▸ Problem statement:
From the entries, filter out every line that lacks "below" and copy the rest.

Stored items
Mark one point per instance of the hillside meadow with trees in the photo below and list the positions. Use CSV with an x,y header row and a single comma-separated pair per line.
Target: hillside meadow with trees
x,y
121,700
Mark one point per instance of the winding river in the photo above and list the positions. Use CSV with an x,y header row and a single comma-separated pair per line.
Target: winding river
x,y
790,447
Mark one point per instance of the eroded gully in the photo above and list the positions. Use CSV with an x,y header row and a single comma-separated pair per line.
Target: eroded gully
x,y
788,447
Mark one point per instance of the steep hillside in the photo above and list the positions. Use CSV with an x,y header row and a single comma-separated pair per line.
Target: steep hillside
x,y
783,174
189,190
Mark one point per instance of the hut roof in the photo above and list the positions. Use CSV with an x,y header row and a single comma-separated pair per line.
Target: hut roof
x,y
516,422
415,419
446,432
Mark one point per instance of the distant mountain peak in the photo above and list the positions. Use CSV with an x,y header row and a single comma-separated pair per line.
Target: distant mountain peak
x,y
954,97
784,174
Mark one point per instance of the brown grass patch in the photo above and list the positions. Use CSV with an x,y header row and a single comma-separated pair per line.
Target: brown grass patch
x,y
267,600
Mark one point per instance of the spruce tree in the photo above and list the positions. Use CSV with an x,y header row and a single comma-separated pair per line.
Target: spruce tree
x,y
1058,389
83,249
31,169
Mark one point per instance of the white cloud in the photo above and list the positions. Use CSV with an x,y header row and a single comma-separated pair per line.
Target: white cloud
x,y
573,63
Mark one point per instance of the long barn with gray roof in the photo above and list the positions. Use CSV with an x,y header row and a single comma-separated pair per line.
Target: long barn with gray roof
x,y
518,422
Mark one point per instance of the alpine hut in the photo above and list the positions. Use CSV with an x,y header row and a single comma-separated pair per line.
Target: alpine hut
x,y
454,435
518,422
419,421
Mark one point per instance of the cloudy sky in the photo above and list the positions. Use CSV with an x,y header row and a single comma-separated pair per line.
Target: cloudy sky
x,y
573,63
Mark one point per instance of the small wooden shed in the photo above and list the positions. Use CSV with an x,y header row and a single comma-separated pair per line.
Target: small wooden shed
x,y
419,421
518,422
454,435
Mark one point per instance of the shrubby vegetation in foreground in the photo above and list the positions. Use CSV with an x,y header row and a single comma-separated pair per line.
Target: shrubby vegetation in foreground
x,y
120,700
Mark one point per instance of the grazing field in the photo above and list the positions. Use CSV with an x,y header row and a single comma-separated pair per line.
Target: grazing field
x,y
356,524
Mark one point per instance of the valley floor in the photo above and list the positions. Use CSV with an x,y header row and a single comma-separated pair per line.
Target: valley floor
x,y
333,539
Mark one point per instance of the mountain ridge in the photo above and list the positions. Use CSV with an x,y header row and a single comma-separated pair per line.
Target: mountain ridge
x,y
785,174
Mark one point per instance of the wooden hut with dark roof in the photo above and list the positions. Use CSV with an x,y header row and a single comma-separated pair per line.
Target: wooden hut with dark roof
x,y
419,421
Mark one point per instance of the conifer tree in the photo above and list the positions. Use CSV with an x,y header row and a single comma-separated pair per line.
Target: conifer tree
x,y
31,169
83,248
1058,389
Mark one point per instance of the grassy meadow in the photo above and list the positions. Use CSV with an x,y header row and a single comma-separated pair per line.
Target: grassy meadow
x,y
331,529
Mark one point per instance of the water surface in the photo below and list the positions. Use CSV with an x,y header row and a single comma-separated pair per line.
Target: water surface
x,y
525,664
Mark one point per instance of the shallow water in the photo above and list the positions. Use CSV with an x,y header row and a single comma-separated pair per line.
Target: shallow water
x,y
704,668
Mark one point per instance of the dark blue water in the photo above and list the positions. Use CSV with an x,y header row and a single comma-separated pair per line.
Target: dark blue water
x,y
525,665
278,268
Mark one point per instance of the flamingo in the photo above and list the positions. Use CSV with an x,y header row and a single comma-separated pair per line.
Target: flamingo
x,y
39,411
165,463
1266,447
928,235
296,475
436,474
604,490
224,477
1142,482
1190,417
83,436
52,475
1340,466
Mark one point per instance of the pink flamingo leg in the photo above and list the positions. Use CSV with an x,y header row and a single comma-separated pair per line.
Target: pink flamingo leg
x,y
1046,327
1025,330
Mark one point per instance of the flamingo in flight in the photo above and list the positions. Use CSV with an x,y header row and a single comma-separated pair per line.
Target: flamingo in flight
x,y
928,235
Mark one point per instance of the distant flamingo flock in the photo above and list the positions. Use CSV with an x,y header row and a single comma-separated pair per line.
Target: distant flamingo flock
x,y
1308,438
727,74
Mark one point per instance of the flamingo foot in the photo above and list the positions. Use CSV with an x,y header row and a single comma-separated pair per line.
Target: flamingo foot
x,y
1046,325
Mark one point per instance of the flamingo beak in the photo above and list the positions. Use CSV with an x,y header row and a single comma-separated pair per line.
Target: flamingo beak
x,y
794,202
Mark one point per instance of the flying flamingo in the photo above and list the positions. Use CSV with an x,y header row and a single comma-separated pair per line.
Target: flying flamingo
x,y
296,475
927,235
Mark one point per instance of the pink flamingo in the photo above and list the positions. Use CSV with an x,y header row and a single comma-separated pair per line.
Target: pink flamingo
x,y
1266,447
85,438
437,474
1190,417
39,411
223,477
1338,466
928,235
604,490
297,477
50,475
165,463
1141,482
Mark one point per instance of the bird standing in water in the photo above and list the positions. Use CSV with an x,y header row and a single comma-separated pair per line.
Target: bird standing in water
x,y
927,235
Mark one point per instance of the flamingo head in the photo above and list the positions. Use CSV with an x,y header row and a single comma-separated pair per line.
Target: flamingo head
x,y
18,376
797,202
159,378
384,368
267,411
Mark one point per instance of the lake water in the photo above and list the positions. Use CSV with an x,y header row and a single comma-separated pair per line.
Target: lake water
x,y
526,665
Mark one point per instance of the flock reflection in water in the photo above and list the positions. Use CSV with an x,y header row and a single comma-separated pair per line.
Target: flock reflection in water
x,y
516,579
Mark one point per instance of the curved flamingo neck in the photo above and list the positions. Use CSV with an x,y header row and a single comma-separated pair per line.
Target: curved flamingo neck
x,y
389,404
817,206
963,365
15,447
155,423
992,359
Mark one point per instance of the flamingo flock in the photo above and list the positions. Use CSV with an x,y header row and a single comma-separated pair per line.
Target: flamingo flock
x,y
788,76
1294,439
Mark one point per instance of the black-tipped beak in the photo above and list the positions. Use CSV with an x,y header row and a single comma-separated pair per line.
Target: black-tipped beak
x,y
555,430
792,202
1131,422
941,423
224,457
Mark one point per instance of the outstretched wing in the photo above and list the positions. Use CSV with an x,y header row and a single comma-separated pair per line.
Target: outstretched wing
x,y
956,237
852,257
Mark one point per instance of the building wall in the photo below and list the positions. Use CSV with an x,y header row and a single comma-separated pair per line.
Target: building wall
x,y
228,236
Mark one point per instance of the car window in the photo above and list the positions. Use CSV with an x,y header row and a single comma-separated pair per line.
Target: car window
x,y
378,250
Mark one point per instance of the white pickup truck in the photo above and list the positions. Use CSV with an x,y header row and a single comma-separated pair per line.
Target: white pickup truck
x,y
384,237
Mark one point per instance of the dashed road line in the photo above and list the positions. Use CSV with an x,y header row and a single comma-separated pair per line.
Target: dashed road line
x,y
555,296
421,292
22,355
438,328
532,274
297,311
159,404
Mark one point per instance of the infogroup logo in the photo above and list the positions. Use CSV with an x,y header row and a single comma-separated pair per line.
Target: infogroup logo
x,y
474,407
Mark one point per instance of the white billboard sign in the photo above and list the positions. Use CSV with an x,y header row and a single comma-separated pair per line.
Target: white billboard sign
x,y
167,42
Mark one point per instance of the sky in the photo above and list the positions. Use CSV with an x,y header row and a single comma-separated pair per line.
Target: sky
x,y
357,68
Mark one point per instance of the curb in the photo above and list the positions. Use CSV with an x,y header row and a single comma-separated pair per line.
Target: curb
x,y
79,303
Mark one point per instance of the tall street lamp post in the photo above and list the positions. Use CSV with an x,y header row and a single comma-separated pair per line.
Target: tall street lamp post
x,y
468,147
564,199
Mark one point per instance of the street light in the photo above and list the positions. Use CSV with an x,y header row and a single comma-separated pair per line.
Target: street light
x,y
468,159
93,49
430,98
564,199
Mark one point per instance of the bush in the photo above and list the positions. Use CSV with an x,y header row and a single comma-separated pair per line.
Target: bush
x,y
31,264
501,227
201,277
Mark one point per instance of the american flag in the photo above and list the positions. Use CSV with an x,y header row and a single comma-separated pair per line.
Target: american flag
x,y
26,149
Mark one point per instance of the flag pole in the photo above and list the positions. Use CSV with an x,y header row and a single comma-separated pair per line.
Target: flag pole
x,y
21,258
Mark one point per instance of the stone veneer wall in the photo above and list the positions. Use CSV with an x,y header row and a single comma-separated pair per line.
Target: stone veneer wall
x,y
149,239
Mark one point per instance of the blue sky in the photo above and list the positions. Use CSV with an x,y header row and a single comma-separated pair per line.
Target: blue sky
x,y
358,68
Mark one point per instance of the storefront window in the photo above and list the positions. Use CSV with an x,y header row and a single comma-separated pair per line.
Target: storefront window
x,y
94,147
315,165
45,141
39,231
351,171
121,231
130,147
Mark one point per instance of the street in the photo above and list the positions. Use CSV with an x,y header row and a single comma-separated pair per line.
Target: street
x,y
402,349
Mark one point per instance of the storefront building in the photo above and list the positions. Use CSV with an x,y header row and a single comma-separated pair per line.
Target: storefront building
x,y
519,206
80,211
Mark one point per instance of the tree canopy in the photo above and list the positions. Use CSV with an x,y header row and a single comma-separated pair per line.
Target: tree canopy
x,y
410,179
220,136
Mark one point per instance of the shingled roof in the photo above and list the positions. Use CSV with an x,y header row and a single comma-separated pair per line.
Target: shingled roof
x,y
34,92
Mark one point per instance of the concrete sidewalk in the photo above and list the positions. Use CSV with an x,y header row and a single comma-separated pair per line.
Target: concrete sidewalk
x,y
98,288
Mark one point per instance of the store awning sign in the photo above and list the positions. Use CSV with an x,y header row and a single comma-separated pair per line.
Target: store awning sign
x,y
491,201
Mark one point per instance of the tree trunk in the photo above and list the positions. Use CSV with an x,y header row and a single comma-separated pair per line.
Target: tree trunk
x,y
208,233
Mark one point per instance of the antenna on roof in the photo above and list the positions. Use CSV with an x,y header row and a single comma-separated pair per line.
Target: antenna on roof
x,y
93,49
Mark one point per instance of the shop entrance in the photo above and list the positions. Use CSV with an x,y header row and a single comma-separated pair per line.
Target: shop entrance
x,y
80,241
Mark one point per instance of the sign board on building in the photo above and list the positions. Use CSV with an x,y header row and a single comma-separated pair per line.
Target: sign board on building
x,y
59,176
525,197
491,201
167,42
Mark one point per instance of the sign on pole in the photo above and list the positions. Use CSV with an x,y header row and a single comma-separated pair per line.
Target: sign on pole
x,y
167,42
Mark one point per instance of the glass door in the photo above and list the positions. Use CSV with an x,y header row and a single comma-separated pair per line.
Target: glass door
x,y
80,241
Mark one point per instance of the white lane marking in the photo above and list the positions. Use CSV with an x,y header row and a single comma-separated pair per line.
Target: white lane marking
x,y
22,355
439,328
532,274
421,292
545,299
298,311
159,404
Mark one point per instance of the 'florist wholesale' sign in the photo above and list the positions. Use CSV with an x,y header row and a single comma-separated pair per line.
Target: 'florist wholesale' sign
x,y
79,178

▸ Result of the task:
Mark one point per instance of the hillside meadow with trees in the photo below and list the positions. Use CSV with an x,y header row and a single comma-separated pair per line.
Mark one point per instance of the water surface in the photo below and list the positions. Use CSV with an x,y header row and a single comma-separated pair per line.
Mark one point per instance of the building wall in the photo below and list the positions. Use CSV with an x,y header row and a single comma-separated pair per line.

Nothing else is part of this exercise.